• Activity:
Please find every line in the records below that contains the word "window", and copy it.

═════ Study material ═════

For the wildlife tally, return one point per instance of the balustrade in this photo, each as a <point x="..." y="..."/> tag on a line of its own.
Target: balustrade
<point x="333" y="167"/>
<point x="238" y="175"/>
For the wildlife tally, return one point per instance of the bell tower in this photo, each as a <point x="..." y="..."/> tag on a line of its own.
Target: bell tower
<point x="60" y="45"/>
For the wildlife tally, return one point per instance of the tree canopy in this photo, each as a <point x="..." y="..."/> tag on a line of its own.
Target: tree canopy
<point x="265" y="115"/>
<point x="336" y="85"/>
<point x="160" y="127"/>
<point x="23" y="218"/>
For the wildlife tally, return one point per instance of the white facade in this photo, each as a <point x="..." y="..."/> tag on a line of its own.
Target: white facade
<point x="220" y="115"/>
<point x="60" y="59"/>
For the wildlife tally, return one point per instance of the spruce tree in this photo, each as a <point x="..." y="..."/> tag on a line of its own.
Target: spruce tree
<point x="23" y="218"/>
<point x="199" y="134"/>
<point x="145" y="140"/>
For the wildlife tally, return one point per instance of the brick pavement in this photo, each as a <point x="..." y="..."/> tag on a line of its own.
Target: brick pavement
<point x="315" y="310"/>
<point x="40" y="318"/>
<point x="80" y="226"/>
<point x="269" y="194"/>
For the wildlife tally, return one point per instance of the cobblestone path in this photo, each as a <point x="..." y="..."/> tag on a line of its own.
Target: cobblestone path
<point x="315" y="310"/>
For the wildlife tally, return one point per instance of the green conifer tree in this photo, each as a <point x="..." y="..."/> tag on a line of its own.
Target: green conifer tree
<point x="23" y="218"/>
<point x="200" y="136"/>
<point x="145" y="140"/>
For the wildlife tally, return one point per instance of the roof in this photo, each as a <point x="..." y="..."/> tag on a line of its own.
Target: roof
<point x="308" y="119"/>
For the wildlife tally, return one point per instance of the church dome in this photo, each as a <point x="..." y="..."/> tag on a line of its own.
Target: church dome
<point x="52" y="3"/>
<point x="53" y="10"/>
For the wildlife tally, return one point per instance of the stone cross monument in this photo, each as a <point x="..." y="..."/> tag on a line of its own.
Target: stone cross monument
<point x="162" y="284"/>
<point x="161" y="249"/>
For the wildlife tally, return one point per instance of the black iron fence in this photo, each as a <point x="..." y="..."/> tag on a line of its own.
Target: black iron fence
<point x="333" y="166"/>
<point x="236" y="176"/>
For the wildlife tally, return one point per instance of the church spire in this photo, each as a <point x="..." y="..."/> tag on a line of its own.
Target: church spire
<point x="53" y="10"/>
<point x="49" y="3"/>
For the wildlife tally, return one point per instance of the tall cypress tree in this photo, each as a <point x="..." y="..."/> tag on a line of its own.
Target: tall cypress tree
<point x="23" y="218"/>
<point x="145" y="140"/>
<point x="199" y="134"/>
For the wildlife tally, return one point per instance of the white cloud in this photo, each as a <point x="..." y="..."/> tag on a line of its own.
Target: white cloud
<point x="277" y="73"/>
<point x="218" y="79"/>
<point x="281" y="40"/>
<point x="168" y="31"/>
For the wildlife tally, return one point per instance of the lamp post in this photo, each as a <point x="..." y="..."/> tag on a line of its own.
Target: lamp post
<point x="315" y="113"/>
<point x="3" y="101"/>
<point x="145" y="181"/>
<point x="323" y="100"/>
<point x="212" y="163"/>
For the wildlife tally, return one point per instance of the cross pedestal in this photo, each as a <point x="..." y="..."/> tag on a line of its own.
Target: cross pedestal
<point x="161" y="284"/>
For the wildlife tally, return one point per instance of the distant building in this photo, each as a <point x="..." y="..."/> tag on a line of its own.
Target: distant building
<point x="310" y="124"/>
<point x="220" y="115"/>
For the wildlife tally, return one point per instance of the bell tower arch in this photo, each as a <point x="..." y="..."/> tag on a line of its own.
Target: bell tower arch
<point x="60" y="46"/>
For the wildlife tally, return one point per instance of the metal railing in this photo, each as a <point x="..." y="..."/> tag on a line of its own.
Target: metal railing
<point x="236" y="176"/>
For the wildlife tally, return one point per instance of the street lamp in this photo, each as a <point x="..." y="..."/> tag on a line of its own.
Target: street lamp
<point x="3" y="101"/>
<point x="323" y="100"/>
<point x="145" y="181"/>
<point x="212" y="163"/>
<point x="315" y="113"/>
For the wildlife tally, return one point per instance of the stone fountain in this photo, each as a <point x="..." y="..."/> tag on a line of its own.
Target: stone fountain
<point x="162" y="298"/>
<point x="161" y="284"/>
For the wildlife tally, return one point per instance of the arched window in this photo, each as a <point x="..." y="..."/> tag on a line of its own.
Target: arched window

═════

• Task answer:
For the wildlife tally, return one point per instance of the arched window in this photo, each as a <point x="..." y="..."/> tag on a line of its own.
Target: arched window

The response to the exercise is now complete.